If fewer than all the Securities purchasable under the Warrant are purchased, the Company will, upon such partial exercise, execute and deliver to the Warrantholder a new Warrant Certificate (dated the date hereof), in form and tenor similar to this Warrant Certificate, evidencing that portion of the Warrant not exercised.  The Securities to be obtained on exercise of the Warrant will be deemed to have been issued, and any person exercising the Warrant will be deemed to have become a holder of record of those Securities, as of the date of the payment of the Exercise Price.

 

Notwithstanding the foregoing, in no event shall such Securities be issued, and the Company is authorized to refuse to honor the exercise of the Warrant, if such exercise would result in the opinion of the Company’s Board of Directors, upon advice of counsel, in the violation of any law; and provided further that, if the Warrant is exercisable solely for Securities listed on a securities exchange or for which there are at least three independent market makers, the Company may elect to redeem the Warrant submitted for exercise for a price equal to the difference between the aggregate low asked price, or closing price, as the case may be, of the Securities for which the Warrant is exercisable on the date of exercise and the Exercise Price; in the event of such redemption, the Company will pay to the holder of the Warrant the above-described redemption price in cash within 10 business days after receipt of notice of exercise.

▸ **WORKING DATA**

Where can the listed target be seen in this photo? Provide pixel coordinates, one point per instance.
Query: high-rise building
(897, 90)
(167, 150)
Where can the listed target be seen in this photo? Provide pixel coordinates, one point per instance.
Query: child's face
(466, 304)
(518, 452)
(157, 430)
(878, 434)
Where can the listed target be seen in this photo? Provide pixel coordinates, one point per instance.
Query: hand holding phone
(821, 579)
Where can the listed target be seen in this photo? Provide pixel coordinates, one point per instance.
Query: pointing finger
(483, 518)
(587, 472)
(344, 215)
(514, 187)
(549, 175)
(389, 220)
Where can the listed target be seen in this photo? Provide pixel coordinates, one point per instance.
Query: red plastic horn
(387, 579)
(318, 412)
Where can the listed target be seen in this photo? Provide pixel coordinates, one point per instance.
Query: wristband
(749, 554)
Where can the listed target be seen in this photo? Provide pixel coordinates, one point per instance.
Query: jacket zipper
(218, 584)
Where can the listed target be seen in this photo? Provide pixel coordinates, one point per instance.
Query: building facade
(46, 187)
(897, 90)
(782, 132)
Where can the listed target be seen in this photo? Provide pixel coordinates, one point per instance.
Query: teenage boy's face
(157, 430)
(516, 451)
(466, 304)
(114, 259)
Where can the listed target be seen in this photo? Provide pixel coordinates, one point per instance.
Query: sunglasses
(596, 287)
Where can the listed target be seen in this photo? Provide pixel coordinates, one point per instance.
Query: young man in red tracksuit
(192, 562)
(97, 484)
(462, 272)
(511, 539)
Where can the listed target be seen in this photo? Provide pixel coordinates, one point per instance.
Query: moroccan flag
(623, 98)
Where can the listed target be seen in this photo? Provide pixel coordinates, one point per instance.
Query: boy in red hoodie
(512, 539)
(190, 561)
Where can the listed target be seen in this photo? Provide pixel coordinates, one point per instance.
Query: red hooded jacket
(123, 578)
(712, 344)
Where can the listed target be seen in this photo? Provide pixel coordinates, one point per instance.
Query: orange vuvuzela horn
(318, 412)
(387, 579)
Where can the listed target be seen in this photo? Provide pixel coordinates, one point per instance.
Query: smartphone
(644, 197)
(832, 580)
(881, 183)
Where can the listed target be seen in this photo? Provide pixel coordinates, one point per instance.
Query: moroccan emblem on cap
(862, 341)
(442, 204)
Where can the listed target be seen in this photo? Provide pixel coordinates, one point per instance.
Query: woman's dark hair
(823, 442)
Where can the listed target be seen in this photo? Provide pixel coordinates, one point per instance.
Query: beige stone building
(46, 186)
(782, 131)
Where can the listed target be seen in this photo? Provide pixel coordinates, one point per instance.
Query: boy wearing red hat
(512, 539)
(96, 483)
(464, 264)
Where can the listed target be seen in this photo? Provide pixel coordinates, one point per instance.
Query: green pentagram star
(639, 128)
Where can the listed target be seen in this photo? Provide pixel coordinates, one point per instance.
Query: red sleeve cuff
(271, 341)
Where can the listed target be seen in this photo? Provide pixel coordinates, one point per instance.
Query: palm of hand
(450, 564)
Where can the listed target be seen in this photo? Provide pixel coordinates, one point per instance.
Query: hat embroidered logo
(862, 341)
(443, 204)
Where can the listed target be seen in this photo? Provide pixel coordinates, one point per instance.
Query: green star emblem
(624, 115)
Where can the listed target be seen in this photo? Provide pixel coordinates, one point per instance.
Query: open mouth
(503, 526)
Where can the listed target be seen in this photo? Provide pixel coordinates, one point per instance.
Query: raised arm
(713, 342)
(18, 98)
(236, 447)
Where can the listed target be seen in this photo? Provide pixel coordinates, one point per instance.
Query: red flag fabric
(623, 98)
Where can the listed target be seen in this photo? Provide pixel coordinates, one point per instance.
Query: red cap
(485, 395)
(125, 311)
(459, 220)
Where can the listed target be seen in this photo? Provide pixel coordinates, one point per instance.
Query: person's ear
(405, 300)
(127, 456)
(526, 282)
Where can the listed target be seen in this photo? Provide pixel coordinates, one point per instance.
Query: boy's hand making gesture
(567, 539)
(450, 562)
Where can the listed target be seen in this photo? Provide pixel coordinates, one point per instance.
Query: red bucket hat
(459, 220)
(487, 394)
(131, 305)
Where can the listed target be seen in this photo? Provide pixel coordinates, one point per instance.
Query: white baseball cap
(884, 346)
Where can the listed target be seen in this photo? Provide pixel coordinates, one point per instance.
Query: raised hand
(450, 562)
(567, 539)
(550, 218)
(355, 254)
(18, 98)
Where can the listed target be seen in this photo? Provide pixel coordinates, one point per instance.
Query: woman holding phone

▸ **SET OF TASKS**
1: Write out the part of the warrant passage starting with "If fewer than" and going on through "the Exercise Price.", word for word.
2: Pull out every line in the rows that contains the string "emblem", and match its case exactly.

▸ **ANSWERS PER TASK**
1:
If fewer than all the Securities purchasable under the Warrant are purchased, the Company will, upon such partial exercise, execute and deliver to the Warrantholder a new Warrant Certificate (dated the date hereof), in form and tenor similar to this Warrant Certificate, evidencing that portion of the Warrant not exercised.  The Securities to be obtained on exercise of the Warrant will be deemed to have been issued, and any person exercising the Warrant will be deemed to have become a holder of record of those Securities, as of the date of the payment of the Exercise Price.

2:
Query: moroccan emblem on cap
Query: green star emblem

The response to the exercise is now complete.